A Shoulder to Climb On

A number of our hikes recently have been on trails through the Rio Puerco Valley that will inevitably have one or more views of Cabezon Peak, a prominent volcanic formation that rises nearly 2000 feet above the valley floor. To reach the summit requires rock climbing expertise beyond our desires and abilities, but we did hike once on a trail that circles the shoulder of the peak. Since we have had it in view so often lately we decided that today’s hike would be a revisit of the trail we had done before.

I only had a vague recollection of our previous Cabezon Peak hike. Seen from a distance it doesn’t look like it would be all that difficult to walk around the shoulder. What I didn’t realize is how much climbing was involved in getting to the shoulder. The first half mile of the trail is very steep and rocky, gaining about 600 feet of elevation. It levels off somewhat, but on the backside there is a challenging stretch over a boulder field. Coming back down was a bit of a knee cruncher but taking it slowly and carefully we were down in time to relax with our lunch break.  A short but rewarding hike that allows us to check off that landmark the next time we view it off in the distance.

* _The data_
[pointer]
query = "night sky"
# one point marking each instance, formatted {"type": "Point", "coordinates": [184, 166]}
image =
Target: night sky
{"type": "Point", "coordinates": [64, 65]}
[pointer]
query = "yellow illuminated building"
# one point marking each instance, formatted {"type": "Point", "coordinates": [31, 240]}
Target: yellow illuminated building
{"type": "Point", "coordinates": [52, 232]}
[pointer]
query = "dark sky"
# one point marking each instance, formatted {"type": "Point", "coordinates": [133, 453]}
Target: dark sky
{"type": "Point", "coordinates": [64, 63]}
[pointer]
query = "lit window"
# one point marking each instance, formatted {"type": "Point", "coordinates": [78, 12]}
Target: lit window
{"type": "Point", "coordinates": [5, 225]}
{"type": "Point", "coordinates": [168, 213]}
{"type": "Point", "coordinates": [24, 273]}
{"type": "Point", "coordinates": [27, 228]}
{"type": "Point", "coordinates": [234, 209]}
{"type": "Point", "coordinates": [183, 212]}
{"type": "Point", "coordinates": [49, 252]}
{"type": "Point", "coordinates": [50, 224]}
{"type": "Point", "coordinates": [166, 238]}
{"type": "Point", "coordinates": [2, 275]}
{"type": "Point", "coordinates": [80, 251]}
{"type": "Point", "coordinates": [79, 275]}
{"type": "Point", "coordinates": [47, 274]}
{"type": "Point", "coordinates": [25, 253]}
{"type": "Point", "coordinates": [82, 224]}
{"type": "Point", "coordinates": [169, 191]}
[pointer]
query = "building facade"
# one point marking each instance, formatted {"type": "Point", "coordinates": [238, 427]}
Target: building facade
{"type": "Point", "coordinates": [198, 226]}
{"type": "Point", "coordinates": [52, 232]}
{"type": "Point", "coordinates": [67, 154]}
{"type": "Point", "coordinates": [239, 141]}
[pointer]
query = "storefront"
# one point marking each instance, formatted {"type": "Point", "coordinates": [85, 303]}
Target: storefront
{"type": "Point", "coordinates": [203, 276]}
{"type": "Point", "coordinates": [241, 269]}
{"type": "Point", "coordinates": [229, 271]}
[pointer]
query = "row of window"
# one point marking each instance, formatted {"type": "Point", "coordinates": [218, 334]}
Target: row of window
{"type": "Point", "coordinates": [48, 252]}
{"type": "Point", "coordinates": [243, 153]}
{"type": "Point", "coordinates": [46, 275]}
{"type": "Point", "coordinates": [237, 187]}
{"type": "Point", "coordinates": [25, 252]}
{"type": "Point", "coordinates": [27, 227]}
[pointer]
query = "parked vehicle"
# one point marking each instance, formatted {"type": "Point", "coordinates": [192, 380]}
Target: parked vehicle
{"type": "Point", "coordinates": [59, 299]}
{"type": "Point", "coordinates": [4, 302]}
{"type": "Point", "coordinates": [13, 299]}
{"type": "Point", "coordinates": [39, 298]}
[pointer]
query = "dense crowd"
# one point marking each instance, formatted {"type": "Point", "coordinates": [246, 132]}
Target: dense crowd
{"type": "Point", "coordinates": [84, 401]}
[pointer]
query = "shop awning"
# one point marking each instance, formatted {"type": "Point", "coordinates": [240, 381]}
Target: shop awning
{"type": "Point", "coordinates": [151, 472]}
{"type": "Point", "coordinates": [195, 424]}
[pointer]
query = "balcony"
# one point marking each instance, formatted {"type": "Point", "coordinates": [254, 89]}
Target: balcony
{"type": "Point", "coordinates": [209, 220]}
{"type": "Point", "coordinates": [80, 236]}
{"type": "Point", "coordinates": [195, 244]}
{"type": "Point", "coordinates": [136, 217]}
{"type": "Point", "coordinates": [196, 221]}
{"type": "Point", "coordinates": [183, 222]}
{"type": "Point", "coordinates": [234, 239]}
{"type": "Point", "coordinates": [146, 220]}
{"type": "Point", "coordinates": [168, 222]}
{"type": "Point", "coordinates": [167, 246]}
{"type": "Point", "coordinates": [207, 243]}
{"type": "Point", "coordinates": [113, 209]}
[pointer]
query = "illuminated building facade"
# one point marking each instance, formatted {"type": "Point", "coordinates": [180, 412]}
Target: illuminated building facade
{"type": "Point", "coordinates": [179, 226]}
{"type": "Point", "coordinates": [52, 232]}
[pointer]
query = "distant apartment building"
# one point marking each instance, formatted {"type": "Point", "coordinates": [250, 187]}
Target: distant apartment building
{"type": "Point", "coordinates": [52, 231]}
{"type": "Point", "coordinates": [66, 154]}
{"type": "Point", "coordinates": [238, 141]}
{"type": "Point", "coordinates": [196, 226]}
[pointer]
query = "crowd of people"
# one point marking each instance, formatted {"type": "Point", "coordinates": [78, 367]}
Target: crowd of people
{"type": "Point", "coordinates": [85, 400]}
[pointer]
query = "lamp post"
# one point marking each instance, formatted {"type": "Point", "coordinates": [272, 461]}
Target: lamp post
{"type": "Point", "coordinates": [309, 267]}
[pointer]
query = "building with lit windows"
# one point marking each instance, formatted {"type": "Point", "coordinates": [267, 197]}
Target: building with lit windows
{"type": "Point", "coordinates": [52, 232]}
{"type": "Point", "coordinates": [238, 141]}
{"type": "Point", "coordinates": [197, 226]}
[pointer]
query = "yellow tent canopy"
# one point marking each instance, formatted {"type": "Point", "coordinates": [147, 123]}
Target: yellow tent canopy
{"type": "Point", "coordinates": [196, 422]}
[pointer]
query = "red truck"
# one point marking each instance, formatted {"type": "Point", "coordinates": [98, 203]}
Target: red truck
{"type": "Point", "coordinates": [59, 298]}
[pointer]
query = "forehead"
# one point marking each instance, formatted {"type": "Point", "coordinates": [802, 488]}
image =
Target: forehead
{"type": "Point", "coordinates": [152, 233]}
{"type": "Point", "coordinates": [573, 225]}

* _Activity_
In the account of the Cabezon Peak hike, about how much elevation does the trail gain in its first half mile?

* _Result of this exercise_
About 600 feet.